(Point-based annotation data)
__________________________________________________

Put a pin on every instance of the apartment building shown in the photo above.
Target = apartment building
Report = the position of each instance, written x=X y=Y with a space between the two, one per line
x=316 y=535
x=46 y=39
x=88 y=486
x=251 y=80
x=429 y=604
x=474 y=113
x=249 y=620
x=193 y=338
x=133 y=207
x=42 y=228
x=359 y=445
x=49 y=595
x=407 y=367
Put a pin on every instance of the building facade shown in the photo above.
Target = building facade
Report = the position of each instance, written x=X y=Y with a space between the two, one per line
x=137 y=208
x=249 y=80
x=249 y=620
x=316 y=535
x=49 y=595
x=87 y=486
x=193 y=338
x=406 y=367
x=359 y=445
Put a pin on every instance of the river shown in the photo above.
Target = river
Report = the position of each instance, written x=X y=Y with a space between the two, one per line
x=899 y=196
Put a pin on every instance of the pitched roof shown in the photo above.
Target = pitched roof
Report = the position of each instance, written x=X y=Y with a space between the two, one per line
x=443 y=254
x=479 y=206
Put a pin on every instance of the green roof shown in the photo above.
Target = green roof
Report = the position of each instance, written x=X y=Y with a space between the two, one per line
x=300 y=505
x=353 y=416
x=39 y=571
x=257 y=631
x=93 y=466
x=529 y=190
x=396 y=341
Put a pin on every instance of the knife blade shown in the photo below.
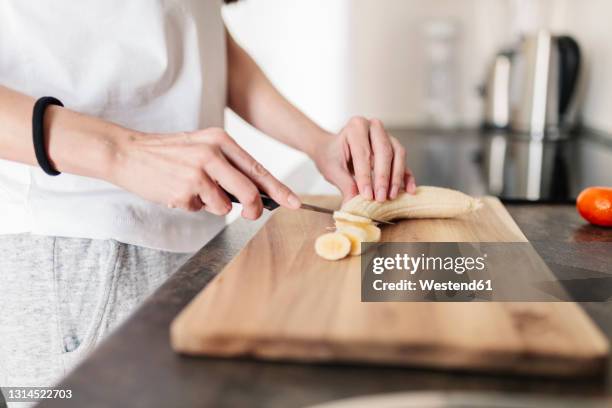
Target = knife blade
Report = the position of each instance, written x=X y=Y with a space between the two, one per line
x=270 y=204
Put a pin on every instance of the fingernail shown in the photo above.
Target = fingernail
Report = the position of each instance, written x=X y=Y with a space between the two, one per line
x=294 y=201
x=381 y=194
x=367 y=192
x=394 y=191
x=411 y=187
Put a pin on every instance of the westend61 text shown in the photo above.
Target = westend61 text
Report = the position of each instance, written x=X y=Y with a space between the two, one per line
x=430 y=284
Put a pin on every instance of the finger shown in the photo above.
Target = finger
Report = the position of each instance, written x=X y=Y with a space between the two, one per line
x=409 y=182
x=361 y=155
x=399 y=166
x=236 y=183
x=383 y=159
x=340 y=176
x=195 y=204
x=264 y=180
x=213 y=198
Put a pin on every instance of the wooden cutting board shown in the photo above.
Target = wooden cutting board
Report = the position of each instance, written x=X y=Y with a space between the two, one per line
x=278 y=300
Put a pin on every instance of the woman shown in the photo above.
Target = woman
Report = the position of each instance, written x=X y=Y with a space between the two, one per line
x=145 y=163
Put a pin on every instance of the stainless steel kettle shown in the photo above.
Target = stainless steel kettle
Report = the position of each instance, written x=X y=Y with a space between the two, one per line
x=532 y=89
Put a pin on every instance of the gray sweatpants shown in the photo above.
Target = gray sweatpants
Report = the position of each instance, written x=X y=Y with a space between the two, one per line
x=60 y=296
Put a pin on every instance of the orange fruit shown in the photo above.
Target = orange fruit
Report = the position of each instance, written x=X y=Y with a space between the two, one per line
x=595 y=205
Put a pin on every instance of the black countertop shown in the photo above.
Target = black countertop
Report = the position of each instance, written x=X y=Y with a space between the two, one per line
x=136 y=367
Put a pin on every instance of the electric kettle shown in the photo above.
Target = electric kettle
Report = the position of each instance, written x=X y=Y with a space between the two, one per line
x=532 y=88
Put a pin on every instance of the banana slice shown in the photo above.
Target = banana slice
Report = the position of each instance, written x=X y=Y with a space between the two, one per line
x=371 y=230
x=427 y=202
x=356 y=236
x=333 y=246
x=348 y=217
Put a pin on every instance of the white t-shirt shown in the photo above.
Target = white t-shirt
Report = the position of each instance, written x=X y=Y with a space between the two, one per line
x=150 y=65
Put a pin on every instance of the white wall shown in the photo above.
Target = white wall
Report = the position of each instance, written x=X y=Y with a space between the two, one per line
x=301 y=46
x=335 y=58
x=388 y=57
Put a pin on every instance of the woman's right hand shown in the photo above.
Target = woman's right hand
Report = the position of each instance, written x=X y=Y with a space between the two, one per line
x=191 y=170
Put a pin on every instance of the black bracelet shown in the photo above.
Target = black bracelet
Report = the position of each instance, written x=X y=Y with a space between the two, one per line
x=38 y=134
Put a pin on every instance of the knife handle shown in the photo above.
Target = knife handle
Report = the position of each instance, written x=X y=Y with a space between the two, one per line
x=268 y=203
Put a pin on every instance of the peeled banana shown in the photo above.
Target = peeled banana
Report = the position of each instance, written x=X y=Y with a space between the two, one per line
x=426 y=202
x=354 y=223
x=352 y=218
x=332 y=246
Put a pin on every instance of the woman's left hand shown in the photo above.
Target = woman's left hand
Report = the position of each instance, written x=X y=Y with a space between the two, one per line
x=364 y=159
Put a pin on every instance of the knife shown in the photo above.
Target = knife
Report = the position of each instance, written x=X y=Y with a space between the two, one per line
x=270 y=204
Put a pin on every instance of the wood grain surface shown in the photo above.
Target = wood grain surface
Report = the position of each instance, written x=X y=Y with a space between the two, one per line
x=278 y=300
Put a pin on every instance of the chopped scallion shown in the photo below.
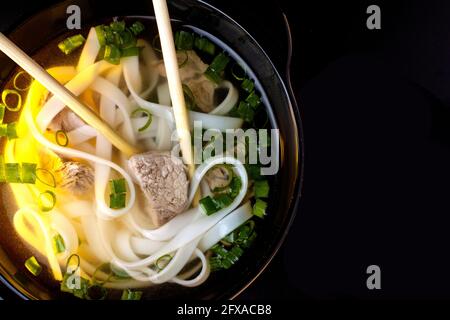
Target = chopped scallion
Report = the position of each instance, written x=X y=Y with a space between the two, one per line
x=70 y=44
x=259 y=208
x=248 y=85
x=18 y=79
x=45 y=177
x=6 y=94
x=112 y=54
x=117 y=200
x=58 y=244
x=253 y=100
x=208 y=205
x=149 y=118
x=61 y=138
x=261 y=189
x=29 y=172
x=118 y=186
x=128 y=294
x=137 y=27
x=11 y=131
x=33 y=266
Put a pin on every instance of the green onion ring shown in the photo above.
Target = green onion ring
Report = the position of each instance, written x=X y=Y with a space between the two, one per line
x=17 y=77
x=7 y=92
x=44 y=182
x=69 y=260
x=149 y=120
x=43 y=207
x=66 y=138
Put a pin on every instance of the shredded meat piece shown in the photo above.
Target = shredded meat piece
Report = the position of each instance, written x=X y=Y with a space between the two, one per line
x=163 y=180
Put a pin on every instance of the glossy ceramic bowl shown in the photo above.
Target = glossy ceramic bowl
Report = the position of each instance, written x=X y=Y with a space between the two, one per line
x=39 y=28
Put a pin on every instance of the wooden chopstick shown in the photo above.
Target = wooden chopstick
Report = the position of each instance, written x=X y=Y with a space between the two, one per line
x=84 y=112
x=173 y=77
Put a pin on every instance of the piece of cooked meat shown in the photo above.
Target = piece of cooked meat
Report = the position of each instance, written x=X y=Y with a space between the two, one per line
x=66 y=120
x=163 y=180
x=192 y=75
x=76 y=177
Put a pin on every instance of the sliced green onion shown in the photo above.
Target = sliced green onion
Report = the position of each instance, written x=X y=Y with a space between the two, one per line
x=184 y=40
x=79 y=292
x=248 y=85
x=117 y=200
x=253 y=100
x=29 y=172
x=259 y=208
x=137 y=27
x=216 y=67
x=149 y=118
x=69 y=261
x=205 y=45
x=100 y=34
x=130 y=52
x=235 y=186
x=46 y=177
x=11 y=130
x=2 y=112
x=223 y=200
x=163 y=261
x=261 y=189
x=112 y=54
x=61 y=134
x=128 y=294
x=117 y=26
x=16 y=80
x=208 y=205
x=12 y=173
x=33 y=266
x=47 y=201
x=118 y=185
x=70 y=44
x=58 y=244
x=11 y=92
x=238 y=72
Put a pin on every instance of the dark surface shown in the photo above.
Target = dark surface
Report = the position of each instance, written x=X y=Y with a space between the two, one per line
x=376 y=115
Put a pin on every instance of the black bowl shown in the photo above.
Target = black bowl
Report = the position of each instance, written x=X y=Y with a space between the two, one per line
x=47 y=24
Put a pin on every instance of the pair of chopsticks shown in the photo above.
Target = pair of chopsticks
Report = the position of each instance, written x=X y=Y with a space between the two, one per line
x=90 y=117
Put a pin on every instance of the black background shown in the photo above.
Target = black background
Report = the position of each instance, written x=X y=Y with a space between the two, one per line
x=376 y=119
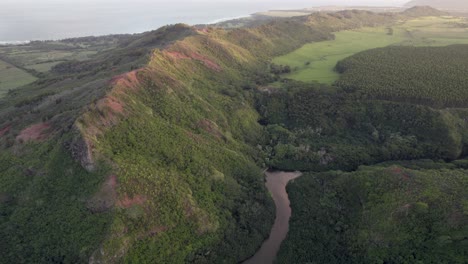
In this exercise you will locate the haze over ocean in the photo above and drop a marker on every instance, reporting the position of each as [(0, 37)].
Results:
[(23, 20)]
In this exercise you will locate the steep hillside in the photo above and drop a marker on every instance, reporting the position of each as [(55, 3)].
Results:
[(169, 148), (152, 152), (381, 214)]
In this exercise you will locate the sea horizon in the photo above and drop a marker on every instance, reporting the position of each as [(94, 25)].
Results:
[(64, 20)]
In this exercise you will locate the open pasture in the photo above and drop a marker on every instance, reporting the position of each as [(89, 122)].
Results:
[(316, 61)]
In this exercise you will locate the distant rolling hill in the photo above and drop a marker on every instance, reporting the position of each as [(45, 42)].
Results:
[(443, 4)]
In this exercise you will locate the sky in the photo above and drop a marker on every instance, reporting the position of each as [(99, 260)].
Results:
[(22, 20), (20, 3)]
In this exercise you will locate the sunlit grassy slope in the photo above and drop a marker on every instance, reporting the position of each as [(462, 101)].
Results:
[(316, 61)]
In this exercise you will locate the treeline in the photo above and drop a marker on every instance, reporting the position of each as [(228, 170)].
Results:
[(434, 76)]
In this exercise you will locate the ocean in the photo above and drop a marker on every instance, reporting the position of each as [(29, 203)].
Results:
[(25, 20)]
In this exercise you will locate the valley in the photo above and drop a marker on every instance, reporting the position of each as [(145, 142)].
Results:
[(149, 148), (316, 61)]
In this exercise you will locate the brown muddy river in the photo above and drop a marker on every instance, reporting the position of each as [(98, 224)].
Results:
[(276, 184)]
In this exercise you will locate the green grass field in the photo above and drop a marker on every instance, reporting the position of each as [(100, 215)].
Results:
[(12, 77), (316, 61)]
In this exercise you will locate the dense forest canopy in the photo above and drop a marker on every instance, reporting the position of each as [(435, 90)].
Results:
[(150, 150)]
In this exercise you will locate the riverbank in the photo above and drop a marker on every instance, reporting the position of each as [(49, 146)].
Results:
[(276, 183)]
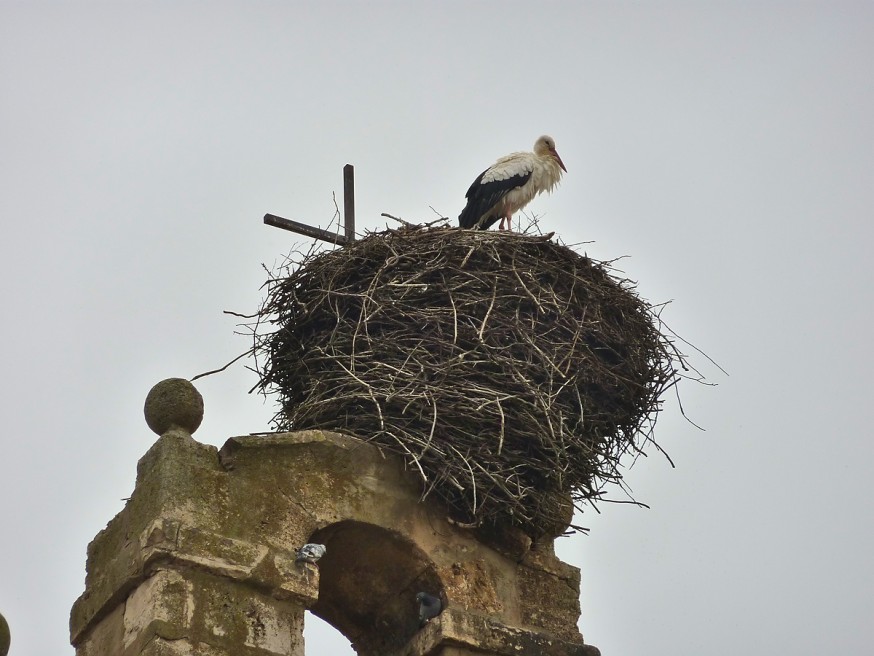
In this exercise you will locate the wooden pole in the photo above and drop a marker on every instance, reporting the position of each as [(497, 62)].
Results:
[(349, 202)]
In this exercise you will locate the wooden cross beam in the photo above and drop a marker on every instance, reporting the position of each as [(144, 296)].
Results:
[(318, 233)]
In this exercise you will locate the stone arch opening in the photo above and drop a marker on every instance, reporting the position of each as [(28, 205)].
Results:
[(368, 581)]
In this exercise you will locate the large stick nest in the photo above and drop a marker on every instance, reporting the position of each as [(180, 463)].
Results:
[(511, 372)]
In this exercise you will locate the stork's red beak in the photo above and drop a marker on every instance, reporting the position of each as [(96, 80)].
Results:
[(558, 159)]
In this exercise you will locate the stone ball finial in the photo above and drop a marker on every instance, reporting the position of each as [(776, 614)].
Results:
[(4, 636), (173, 403)]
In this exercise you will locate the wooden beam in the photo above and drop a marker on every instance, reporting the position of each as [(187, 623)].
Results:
[(308, 231), (349, 202)]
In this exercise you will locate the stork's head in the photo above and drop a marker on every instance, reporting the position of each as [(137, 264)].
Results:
[(545, 147)]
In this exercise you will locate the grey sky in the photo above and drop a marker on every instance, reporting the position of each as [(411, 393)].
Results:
[(726, 148)]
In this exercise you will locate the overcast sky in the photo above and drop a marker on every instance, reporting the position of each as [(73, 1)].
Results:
[(726, 148)]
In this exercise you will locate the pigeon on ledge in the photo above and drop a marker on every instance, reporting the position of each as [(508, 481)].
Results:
[(429, 606), (310, 553)]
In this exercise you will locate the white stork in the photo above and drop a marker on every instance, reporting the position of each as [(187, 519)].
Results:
[(509, 184)]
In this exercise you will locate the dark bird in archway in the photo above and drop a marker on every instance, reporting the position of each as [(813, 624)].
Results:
[(429, 606), (310, 553), (509, 184)]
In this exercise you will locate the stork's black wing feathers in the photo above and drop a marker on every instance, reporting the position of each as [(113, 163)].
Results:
[(482, 196)]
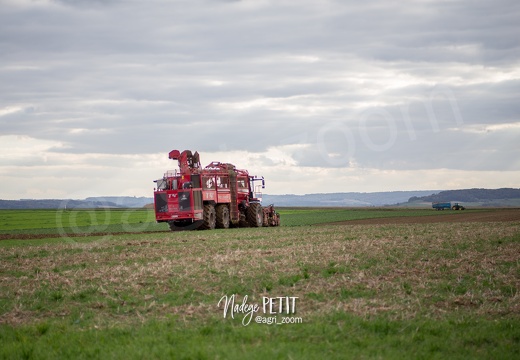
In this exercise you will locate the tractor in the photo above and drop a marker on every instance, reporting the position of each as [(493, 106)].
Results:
[(217, 196)]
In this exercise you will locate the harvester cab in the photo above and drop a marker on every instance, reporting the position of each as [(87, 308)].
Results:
[(217, 196)]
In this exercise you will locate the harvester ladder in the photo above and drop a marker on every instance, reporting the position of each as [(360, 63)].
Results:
[(233, 207)]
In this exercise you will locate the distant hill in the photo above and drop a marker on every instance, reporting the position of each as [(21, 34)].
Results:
[(423, 198), (345, 199), (88, 203), (480, 197)]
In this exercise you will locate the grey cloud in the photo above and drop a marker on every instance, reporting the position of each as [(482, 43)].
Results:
[(142, 77)]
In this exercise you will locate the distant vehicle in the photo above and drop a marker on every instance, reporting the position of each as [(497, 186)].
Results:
[(448, 205)]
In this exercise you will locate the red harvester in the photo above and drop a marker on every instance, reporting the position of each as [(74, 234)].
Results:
[(217, 196)]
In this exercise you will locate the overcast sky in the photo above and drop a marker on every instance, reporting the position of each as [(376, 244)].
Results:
[(317, 96)]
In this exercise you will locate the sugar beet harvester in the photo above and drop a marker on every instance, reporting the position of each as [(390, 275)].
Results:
[(217, 196)]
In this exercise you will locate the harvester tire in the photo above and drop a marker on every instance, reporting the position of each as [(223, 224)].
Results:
[(209, 217), (222, 216), (255, 216)]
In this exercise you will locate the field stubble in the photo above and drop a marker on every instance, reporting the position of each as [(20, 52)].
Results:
[(401, 271)]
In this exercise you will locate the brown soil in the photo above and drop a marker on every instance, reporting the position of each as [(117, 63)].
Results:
[(491, 215)]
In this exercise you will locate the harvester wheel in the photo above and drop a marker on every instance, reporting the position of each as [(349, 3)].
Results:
[(209, 217), (222, 216), (255, 215)]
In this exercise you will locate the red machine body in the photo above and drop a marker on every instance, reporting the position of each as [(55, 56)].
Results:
[(217, 196)]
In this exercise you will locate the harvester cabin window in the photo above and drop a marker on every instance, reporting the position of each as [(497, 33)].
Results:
[(208, 183), (223, 182), (242, 185)]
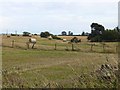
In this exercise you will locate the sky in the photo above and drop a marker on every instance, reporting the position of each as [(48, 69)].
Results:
[(55, 16)]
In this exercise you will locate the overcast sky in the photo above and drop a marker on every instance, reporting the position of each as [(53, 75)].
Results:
[(55, 16)]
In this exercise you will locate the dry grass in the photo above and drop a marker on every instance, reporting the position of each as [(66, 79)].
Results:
[(45, 67)]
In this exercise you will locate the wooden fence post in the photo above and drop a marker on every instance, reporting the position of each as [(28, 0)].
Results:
[(55, 46), (13, 42), (27, 43), (103, 47), (33, 45), (72, 47), (91, 47)]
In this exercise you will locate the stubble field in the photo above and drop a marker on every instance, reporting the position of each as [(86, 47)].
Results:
[(45, 67)]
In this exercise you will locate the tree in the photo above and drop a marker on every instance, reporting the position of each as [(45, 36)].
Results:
[(96, 29)]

__________________________________________________

### [Written task]
Write out exactly, and nothing more than, the lines of the entries above from the line containing "In this exercise you will locate the brown soil" through the final line; omit any pictures.

### [Response to this task]
In this exercise you will locate the brown soil in the photo above and drop a marker on every instance, reporting the position of each as [(117, 63)].
Results:
[(491, 215)]
In this exercise you will locate the harvester wheel in the photo above and drop a marker on every instance, reporting the position of each as [(349, 3)].
Results:
[(209, 217), (222, 216), (255, 215)]
In this exercise you will locate the red machine body in the photo above and drop a marker on every instance, reporting the position of each as [(55, 56)].
Results:
[(217, 196)]
In this exercise you will locate the harvester cabin window in the photo above and drop a marker on every instance, reporting the position of each as [(497, 33)].
Results:
[(208, 183), (223, 182), (242, 185)]
In this exercise you will locate the sky in the photo above and drop a marker on every instance, reporting the position of each as [(48, 69)].
Results:
[(55, 16)]
In this exercise you will locate the overcast sky in the photo above and drop a marker on every instance, reporting the position of each as [(53, 75)].
Results:
[(55, 16)]
In this exercise you will locate the dry grass in the photo above and drop a marker on every instance, reporting the position of each as [(66, 79)].
Results:
[(45, 67)]
In this exercise you will locate the wooden fence post in the photo above and drop a marker on every instance, reporting the position of each as [(28, 0)].
Results:
[(55, 46), (13, 42), (27, 43), (103, 47), (33, 45), (72, 47), (91, 47)]
In this exercise you will locate the stubble field in the photo above and drop a marker on every instance, reporting the position of each as [(86, 47)].
Results:
[(45, 67)]
In this exercise you will locate the tree in the photo above and drop a marker on every instance, reporting the position of each as [(45, 36)].
Results:
[(96, 29)]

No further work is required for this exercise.